## Assigned task:
In the passage about the Psalms, what phrase is called the foundation of the Psalms?
───── Extracted text ─────
When we think of singing, we often associate it with emotions and events that are happy, joyous, and good. But music and songs encompass the full spectrum of human emotion and experience. There are songs of victory and overcoming, but also songs of defeat and suffering. There are songs about joy and sadness; peace and conflict; loving-kindness and anger; abundance and longing. I think of one of my favorite bands, U2, and how I could find a song that corresponds to each of these. Music is diverse in its expressions, genres, and purposes—and the same is true of the book of Psalms. It was the prayer book and songbook of the Israelites, Jesus and the early church.
Songs for the Summer invites us into the breadth and depth of the Psalms, the human experience, and God’s steadfast love that endures through it all. “God is.” This is the foundation of the Psalms. Just as Genesis begins with “In the beginning, God,” the Psalms begin with the fundamental reality of God’s presence—and not only God's existence, but God's invitation to engage with us in a wide range of human experiences. God invites our praise and lament; our joy and tears; our confident declarations and our fears; our love and even our accusations; our faith and our doubt. In the Psalms, God welcomes all that we feel, think, and experience in life. God welcomes us—our whole selves.
───── Data ─────
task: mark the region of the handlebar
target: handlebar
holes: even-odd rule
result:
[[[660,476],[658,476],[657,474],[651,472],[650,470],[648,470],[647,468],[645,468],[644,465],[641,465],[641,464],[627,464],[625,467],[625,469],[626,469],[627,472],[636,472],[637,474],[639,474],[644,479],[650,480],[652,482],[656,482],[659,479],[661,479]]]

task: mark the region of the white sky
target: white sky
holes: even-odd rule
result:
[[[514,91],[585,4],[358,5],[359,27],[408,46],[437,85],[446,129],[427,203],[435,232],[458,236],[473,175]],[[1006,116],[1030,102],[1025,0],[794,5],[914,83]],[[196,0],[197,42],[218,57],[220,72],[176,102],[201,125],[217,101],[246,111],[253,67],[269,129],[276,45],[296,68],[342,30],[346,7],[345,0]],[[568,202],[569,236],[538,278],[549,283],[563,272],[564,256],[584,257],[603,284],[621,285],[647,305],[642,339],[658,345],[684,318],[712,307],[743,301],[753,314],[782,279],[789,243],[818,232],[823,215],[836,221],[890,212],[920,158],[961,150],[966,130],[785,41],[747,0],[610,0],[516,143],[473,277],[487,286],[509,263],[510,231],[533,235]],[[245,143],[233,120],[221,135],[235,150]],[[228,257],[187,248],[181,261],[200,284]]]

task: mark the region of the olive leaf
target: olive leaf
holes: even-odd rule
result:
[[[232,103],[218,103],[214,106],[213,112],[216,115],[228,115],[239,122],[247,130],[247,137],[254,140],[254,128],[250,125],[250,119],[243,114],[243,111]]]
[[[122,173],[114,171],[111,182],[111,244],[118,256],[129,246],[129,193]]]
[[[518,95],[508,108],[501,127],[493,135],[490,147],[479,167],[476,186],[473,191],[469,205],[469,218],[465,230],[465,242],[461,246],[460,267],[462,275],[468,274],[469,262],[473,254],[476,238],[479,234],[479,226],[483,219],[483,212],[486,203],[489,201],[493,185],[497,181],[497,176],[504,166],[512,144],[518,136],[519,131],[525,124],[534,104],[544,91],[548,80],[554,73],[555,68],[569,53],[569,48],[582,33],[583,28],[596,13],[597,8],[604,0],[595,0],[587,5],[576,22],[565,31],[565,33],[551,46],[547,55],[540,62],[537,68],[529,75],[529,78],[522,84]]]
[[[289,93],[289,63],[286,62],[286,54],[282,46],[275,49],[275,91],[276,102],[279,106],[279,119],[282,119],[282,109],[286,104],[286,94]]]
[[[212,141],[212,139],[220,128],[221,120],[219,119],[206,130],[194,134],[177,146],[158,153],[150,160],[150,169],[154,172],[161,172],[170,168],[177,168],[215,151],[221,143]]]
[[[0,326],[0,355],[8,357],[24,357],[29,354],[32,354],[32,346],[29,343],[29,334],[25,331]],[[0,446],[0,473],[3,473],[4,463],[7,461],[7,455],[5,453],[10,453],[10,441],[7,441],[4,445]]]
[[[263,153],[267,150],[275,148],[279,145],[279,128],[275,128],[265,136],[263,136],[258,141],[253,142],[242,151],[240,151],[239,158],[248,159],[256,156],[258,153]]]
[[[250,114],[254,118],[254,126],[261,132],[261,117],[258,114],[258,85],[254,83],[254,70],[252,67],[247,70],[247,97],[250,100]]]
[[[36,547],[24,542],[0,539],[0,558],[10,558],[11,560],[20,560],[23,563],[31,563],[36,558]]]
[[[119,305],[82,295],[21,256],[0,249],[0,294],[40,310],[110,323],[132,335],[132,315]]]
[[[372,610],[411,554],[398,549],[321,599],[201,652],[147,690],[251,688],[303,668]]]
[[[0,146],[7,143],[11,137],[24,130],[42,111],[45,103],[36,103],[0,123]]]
─────
## Task result:
"God is."